* **What is needed**
Retype everything in the listing, leaving each line exactly as it is.
--- Supplied data ---
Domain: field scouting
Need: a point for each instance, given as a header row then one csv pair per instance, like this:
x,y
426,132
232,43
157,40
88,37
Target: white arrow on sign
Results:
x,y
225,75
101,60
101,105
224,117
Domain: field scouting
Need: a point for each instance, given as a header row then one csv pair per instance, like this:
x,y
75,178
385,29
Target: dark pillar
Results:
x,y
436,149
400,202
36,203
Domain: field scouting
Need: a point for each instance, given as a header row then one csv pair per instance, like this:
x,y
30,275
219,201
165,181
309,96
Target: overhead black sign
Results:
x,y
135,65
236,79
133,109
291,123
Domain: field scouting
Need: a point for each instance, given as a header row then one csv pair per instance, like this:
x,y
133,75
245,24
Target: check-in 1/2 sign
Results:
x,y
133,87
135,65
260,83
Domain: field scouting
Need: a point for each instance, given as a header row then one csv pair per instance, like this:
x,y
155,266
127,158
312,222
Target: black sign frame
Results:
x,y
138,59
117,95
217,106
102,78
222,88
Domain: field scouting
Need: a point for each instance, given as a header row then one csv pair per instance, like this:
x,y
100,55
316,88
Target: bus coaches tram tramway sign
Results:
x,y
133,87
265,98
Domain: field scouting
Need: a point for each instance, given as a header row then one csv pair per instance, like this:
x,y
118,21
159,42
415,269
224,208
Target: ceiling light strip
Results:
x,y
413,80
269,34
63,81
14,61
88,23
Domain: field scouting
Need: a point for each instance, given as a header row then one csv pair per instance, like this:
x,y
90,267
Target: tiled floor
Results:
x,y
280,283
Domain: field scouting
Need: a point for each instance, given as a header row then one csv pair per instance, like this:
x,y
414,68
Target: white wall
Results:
---
* **Answer to the exercise**
Domain: field scouting
Need: a point for each instance, given as a header row then one csv pair per instance, like this:
x,y
426,132
232,43
157,40
88,37
Target: white arrow on sign
Results:
x,y
225,75
101,60
101,105
224,117
Domain: field scouting
Need: a point for each instance, given as a header row then one csv pair per instance, like this:
x,y
75,178
385,29
Target: dark pillar
Results:
x,y
436,149
400,202
36,203
Domain: field scouting
Need: a point for each instance, given as a header row then one csv pair per instance, like this:
x,y
30,275
219,201
165,181
309,96
Target: overhead black sign
Results:
x,y
135,65
236,79
133,109
291,123
Domain: field scouting
Need: a point for each instance, given as a header row then one csv pair per instance, like this:
x,y
133,75
245,24
Target: check-in 1/2 sign
Results:
x,y
133,87
135,65
260,83
Domain: field scouting
Need: a point for each instance, given as a header row then one csv pair per instance, like this:
x,y
155,266
127,158
312,222
Target: black sign frame
Results:
x,y
138,59
117,95
217,106
102,78
222,88
Domain: field scouting
Need: a point for each instance, given as a header row then one csv pair per instance, like this:
x,y
100,55
316,88
Target: bus coaches tram tramway sign
Results:
x,y
133,87
265,98
Domain: field scouting
Need: a point for each instance, given as a header row then one csv pair per instance, like this:
x,y
118,21
159,42
415,269
224,208
Target: ceiling light strip
Results:
x,y
413,80
269,34
63,81
14,61
88,23
Domain: field scouting
Need: a point for each instance, given as a header row then one csv pair per instance, like this:
x,y
90,267
Target: tiled floor
Results:
x,y
280,283
Domain: field scouting
Need: a point for each instance, given as a header row then one csv pair per instance, like this:
x,y
414,68
Target: white wall
Results:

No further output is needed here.